▶ [PROBLEM DETAILS]
The line containing "Would you please place a dot on the woman's" and every line after it, through the end of the records below, are to be reproduced exactly, with the pictures left out.

___ DATA FOR THIS EXERCISE

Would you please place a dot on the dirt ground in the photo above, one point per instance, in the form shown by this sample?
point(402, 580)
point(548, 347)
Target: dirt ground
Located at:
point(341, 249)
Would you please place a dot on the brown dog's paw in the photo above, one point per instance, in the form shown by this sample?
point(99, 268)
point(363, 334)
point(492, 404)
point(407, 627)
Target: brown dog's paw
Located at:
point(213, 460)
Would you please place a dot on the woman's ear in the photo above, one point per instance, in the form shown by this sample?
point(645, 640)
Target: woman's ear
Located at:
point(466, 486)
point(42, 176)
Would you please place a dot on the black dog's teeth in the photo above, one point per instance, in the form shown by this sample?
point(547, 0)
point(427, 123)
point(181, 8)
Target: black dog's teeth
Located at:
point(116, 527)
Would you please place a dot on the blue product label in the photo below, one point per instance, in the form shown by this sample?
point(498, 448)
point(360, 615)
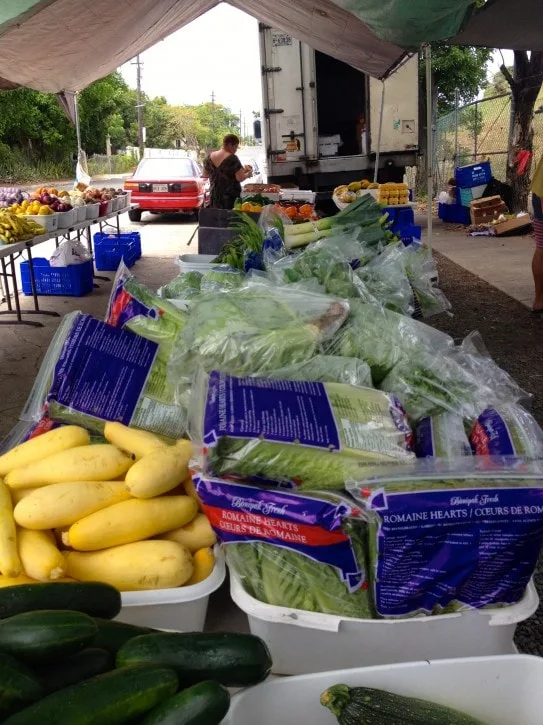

______

▶ [OUTPUT]
Would you please place a dot on the woman's ear in the photo above, one point per instance, in the form shown by this sample?
point(645, 640)
Target: woman's ear
Located at:
point(466, 486)
point(42, 176)
Would you please place a dot on the black dog's teeth in the photo above, one point per instance, in the form shown by this sample?
point(547, 0)
point(427, 123)
point(181, 8)
Target: black dog's teeth
Located at:
point(116, 527)
Would you please place a dot on the blue product label in the photo below, one point per instance, in the form shown by this sample?
point(498, 448)
point(360, 615)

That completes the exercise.